Go through the records and extract every line with the word "sofa".

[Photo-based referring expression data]
# # # # #
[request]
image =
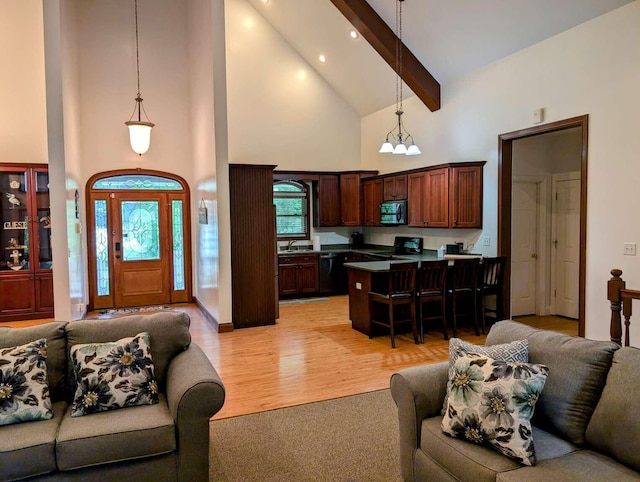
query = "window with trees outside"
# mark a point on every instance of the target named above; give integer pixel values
(291, 199)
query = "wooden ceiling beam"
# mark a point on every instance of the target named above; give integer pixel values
(375, 31)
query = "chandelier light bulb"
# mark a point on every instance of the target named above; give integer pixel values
(400, 149)
(386, 147)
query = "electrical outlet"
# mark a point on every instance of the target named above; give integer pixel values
(629, 249)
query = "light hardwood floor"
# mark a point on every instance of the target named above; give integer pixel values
(312, 354)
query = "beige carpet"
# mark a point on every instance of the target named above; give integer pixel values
(345, 439)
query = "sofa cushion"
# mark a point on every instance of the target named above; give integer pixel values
(24, 389)
(578, 370)
(580, 466)
(115, 436)
(54, 333)
(113, 375)
(28, 449)
(481, 463)
(168, 331)
(492, 402)
(615, 425)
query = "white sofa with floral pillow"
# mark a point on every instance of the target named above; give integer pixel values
(583, 395)
(125, 398)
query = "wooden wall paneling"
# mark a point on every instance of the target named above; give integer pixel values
(253, 244)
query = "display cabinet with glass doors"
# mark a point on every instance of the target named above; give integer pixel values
(26, 276)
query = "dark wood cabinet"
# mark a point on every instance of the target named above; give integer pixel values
(26, 276)
(447, 197)
(395, 188)
(253, 246)
(298, 274)
(465, 186)
(326, 200)
(372, 197)
(350, 200)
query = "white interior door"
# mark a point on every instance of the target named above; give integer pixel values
(566, 244)
(524, 257)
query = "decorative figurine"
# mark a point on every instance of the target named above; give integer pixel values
(13, 200)
(17, 264)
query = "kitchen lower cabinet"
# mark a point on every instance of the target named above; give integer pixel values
(298, 274)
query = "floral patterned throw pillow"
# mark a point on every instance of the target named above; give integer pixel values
(24, 389)
(515, 351)
(113, 375)
(492, 401)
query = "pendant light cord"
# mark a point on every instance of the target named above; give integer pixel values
(137, 53)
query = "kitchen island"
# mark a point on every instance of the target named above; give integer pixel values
(363, 277)
(372, 276)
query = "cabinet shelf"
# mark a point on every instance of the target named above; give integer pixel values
(26, 278)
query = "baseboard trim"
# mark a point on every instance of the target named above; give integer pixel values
(220, 327)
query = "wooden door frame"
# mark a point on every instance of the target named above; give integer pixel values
(505, 174)
(91, 269)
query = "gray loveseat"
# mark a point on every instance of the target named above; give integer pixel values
(162, 442)
(586, 424)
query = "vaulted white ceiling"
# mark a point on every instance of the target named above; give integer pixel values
(451, 38)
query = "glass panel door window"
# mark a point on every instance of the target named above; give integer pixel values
(140, 231)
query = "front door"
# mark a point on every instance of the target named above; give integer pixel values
(141, 247)
(138, 237)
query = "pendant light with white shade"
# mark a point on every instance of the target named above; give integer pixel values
(139, 130)
(399, 133)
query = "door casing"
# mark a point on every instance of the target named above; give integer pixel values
(505, 174)
(99, 302)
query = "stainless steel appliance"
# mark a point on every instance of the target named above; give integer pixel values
(393, 213)
(405, 245)
(332, 275)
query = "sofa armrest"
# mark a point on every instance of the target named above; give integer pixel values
(418, 392)
(194, 394)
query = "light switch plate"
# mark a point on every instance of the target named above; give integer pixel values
(629, 249)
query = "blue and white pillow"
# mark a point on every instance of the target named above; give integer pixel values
(492, 402)
(113, 375)
(515, 351)
(24, 388)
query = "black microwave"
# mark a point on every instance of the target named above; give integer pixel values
(393, 213)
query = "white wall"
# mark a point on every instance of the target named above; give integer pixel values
(280, 110)
(212, 270)
(592, 69)
(107, 67)
(23, 118)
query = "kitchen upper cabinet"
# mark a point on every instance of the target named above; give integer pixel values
(327, 201)
(26, 276)
(465, 209)
(350, 200)
(395, 188)
(448, 197)
(298, 274)
(372, 194)
(429, 199)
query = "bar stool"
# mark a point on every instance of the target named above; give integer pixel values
(402, 287)
(432, 284)
(465, 287)
(490, 283)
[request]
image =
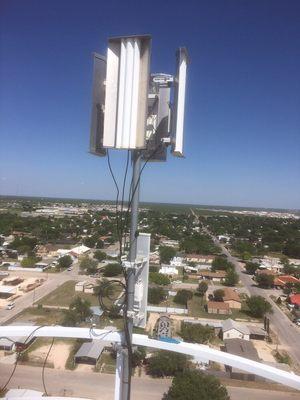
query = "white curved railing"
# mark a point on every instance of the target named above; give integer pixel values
(200, 351)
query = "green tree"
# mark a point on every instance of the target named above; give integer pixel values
(159, 279)
(251, 268)
(138, 356)
(258, 306)
(231, 278)
(265, 280)
(81, 307)
(70, 318)
(156, 295)
(202, 289)
(29, 262)
(194, 385)
(167, 363)
(113, 269)
(166, 253)
(219, 294)
(88, 265)
(219, 263)
(183, 296)
(90, 242)
(196, 333)
(65, 262)
(99, 255)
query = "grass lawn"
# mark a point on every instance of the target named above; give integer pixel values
(106, 364)
(196, 309)
(41, 316)
(65, 294)
(170, 303)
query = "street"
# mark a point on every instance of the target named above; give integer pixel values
(288, 333)
(101, 386)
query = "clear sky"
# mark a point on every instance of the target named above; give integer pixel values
(242, 142)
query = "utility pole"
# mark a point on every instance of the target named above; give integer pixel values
(132, 110)
(123, 376)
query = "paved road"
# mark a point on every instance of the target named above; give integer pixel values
(27, 300)
(101, 386)
(288, 333)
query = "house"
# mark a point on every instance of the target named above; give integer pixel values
(169, 243)
(90, 352)
(265, 272)
(237, 330)
(232, 298)
(282, 280)
(43, 264)
(79, 286)
(7, 291)
(3, 275)
(168, 270)
(271, 263)
(85, 287)
(234, 330)
(176, 262)
(199, 258)
(97, 312)
(79, 251)
(154, 258)
(224, 238)
(89, 287)
(295, 299)
(218, 307)
(217, 276)
(12, 281)
(242, 348)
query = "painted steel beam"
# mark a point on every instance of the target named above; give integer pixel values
(196, 350)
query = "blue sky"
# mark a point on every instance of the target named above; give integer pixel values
(242, 125)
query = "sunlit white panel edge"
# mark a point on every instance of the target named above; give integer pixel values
(111, 94)
(177, 149)
(200, 351)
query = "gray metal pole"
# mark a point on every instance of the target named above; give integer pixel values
(136, 168)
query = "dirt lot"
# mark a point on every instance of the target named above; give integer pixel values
(58, 355)
(264, 350)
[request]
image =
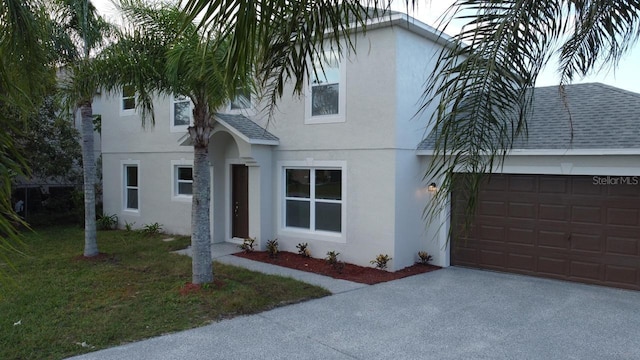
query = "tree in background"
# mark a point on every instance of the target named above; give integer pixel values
(85, 32)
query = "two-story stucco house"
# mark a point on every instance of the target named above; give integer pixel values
(336, 168)
(341, 168)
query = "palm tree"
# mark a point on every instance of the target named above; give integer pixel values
(162, 55)
(482, 85)
(86, 31)
(25, 75)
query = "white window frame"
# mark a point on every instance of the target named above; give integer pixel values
(175, 164)
(311, 233)
(123, 111)
(172, 114)
(123, 166)
(342, 96)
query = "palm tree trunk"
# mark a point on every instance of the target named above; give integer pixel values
(201, 200)
(89, 172)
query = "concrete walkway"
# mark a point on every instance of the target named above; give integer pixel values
(453, 313)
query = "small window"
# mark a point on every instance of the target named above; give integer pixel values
(313, 199)
(325, 86)
(131, 189)
(181, 112)
(242, 100)
(184, 180)
(128, 98)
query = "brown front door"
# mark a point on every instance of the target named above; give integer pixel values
(565, 227)
(239, 201)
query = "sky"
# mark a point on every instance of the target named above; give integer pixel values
(626, 75)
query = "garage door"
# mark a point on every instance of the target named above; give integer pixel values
(578, 228)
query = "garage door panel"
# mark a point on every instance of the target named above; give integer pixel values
(521, 236)
(586, 243)
(587, 214)
(521, 262)
(553, 240)
(552, 266)
(564, 227)
(622, 245)
(585, 270)
(621, 274)
(627, 217)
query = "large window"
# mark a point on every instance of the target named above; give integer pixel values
(128, 103)
(313, 199)
(131, 189)
(183, 185)
(181, 113)
(325, 101)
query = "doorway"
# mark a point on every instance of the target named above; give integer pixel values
(239, 201)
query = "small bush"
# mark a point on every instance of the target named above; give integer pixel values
(303, 249)
(332, 257)
(128, 226)
(272, 248)
(107, 222)
(424, 257)
(151, 229)
(247, 245)
(381, 261)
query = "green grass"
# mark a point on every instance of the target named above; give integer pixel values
(63, 301)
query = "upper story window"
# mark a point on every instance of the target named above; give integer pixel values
(128, 102)
(242, 101)
(326, 91)
(131, 195)
(181, 113)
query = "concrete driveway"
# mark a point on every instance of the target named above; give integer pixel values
(453, 313)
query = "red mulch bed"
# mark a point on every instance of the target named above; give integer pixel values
(351, 272)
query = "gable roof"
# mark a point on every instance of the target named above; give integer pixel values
(602, 117)
(242, 127)
(247, 129)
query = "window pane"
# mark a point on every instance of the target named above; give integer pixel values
(185, 173)
(298, 214)
(129, 103)
(132, 198)
(329, 217)
(324, 99)
(181, 113)
(128, 91)
(329, 184)
(132, 176)
(298, 183)
(185, 188)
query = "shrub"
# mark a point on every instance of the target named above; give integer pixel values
(303, 249)
(151, 229)
(128, 226)
(381, 261)
(424, 257)
(332, 257)
(272, 248)
(247, 245)
(106, 222)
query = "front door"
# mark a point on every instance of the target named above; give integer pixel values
(239, 201)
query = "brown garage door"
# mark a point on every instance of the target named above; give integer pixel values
(564, 227)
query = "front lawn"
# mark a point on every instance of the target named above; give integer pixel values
(62, 305)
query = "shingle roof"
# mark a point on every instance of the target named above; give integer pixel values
(247, 127)
(602, 117)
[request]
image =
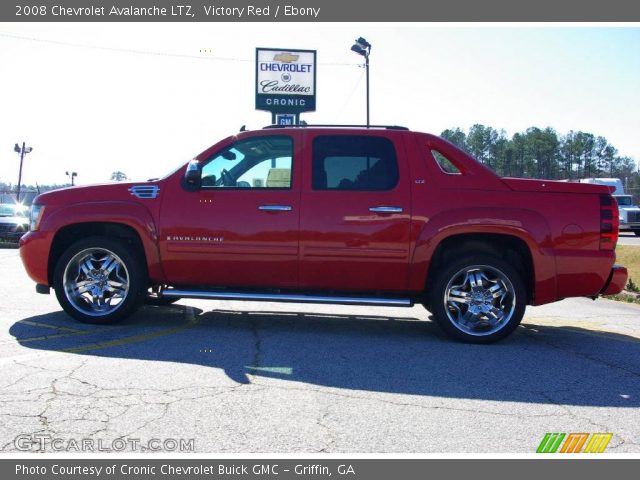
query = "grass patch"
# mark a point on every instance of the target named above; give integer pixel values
(629, 256)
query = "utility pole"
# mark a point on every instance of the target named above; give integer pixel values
(72, 175)
(362, 47)
(22, 151)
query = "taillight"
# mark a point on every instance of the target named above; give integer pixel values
(609, 222)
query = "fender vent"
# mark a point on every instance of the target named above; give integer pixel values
(145, 191)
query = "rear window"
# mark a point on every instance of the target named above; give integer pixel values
(444, 163)
(354, 162)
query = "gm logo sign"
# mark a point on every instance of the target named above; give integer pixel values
(574, 443)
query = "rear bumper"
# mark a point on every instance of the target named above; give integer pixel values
(616, 282)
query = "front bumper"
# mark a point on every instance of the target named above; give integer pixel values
(34, 252)
(616, 282)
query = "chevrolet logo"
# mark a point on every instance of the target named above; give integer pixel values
(285, 57)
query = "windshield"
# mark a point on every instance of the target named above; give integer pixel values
(624, 200)
(9, 210)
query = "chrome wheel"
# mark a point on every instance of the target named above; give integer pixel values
(96, 282)
(479, 300)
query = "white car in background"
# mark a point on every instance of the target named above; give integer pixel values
(14, 222)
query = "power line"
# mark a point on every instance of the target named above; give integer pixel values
(146, 52)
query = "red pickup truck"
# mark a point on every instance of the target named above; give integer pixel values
(345, 215)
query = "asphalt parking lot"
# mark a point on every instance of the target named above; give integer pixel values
(264, 377)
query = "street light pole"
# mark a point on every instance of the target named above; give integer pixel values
(366, 66)
(362, 47)
(72, 175)
(22, 151)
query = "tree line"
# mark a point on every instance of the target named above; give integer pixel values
(544, 153)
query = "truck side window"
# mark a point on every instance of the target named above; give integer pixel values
(259, 162)
(354, 162)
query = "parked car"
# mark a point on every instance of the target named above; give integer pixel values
(367, 216)
(14, 222)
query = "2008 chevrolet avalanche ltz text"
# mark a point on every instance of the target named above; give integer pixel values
(346, 215)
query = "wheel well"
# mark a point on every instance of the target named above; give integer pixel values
(71, 233)
(510, 248)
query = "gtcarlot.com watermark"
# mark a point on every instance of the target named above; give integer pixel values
(36, 442)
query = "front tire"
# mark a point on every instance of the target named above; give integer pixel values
(478, 299)
(99, 280)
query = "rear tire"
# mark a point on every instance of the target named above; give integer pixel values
(100, 280)
(478, 299)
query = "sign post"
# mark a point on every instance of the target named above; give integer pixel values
(285, 83)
# # # # #
*Response:*
query = "sofa cushion"
query = "white sofa with floral pillow"
query = "sofa armrest"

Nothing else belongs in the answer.